----- Provided text -----

Along with fellow Democratic legislator state Rep. Bill Kortz of Dravosburg, Gergely is promising to draft a bill adopting many of the suggestions in the proposal.

Draft legislation could be introduced by April, Gergely said, with public hearings to follow. "What we need to do now is take the mayor's proposal and turn it into legislative language," he said.

. . .

Written by Brewster with assistance from city Solicitor J. Jason Elash and city Administrator Dennis Pittman, the proposal suggests Pennsylvania share with its 2,572 cities, boroughs and townships half of any royalties collected from Marcellus shale gas wells drilled on state-owned land, along with half of any taxes collected from natural gas extraction.

"I would not get caught up in our expectations of how the money will be divided," the mayor said last week, but added "we worked pretty hard on this to make it in-depth enough to show people that we were serious."

----- Provided records -----

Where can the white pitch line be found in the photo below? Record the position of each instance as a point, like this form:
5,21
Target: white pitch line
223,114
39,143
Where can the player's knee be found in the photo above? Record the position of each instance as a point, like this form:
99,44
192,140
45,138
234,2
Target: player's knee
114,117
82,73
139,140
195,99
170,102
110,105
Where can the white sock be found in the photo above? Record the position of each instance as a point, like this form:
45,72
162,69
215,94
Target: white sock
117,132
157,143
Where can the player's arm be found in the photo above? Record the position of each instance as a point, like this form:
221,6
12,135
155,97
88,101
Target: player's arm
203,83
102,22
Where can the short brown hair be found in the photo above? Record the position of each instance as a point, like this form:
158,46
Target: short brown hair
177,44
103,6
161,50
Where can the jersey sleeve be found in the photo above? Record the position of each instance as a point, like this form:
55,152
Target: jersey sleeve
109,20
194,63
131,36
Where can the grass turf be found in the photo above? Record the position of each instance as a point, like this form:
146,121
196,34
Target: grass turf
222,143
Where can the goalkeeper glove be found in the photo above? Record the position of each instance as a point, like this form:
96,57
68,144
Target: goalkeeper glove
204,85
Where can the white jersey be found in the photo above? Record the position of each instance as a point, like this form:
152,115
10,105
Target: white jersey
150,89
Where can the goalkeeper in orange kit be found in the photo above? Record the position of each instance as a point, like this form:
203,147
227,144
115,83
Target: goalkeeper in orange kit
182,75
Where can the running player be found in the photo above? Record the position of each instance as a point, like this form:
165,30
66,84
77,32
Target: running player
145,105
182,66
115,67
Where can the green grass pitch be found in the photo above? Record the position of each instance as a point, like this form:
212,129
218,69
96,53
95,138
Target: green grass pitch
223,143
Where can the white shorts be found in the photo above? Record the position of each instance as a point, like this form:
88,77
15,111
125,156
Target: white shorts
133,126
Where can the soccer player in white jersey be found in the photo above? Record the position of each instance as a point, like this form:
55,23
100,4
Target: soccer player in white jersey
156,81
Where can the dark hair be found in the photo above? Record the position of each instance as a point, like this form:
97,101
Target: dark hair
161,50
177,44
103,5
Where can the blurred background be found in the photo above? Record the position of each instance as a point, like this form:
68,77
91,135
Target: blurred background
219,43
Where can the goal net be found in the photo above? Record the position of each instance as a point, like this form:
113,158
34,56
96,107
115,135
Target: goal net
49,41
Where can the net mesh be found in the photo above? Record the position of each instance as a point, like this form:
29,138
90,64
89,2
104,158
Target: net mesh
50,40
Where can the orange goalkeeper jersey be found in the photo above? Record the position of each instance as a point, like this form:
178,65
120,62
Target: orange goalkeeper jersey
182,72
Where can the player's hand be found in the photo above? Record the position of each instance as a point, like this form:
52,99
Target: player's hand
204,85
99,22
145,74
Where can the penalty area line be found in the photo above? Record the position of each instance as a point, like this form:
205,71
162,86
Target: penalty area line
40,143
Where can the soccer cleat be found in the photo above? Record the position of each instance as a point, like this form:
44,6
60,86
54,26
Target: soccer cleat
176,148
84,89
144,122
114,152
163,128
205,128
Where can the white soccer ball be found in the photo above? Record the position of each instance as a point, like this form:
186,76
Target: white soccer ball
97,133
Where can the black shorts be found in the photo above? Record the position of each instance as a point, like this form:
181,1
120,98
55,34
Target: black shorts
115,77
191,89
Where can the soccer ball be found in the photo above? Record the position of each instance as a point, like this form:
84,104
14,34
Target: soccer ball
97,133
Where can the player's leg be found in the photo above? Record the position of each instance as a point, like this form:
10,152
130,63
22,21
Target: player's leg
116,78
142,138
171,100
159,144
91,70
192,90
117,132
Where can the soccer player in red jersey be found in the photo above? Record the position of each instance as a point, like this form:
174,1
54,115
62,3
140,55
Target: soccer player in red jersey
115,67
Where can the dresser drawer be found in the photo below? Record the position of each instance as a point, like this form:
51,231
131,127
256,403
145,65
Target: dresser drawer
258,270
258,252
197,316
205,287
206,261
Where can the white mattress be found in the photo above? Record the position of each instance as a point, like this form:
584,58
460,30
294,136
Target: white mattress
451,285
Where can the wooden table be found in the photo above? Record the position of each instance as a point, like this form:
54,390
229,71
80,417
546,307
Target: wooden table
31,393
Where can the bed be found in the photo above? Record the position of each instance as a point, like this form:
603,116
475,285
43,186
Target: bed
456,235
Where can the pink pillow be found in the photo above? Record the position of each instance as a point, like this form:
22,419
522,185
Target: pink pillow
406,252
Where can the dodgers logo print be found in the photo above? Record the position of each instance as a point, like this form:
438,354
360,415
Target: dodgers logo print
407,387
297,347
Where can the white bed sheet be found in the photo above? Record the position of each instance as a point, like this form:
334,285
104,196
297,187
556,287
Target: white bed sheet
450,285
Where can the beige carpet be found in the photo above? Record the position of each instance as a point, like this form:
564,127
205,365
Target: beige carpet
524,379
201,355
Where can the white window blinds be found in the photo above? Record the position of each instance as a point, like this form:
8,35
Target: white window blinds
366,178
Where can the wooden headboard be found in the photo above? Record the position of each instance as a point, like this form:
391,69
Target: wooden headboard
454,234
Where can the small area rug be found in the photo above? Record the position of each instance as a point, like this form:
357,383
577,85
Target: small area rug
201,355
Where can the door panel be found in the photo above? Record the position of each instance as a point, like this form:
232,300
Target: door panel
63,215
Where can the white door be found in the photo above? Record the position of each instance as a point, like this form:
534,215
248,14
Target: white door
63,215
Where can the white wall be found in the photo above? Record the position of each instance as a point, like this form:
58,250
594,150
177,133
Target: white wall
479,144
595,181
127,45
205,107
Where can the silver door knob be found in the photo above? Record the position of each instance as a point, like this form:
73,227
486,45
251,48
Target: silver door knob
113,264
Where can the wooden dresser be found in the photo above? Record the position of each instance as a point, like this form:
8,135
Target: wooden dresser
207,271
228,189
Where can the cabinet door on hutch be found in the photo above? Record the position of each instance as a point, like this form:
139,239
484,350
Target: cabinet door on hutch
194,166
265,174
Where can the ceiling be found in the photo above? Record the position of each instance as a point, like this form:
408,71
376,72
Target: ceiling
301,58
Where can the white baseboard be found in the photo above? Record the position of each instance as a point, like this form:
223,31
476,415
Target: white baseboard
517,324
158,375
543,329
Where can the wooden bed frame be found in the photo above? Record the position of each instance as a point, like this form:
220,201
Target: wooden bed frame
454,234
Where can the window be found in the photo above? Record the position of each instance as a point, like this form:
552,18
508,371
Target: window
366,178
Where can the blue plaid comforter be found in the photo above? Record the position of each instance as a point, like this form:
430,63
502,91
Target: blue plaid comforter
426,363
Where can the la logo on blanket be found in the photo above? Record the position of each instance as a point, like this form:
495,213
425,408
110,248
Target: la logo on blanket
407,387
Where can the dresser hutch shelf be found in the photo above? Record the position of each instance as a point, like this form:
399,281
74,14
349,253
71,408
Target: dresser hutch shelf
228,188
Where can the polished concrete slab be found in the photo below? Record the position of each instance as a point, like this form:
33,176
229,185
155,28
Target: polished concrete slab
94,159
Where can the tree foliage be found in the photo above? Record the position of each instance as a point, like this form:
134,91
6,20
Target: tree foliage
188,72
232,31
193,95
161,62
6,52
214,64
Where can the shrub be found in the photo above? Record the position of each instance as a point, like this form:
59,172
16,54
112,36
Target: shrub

-----

> [How to complete this task]
Answer these questions using the text on the Marcellus shale proposal:
1. By when did Gergely say draft legislation could be introduced?
2. Which two city officials assisted Brewster in writing the proposal?
3. How many cities, boroughs and townships does the proposal say Pennsylvania would share revenue with?

> [The answer]
1. By April.
2. City Solicitor J. Jason Elash and city Administrator Dennis Pittman.
3. 2,572.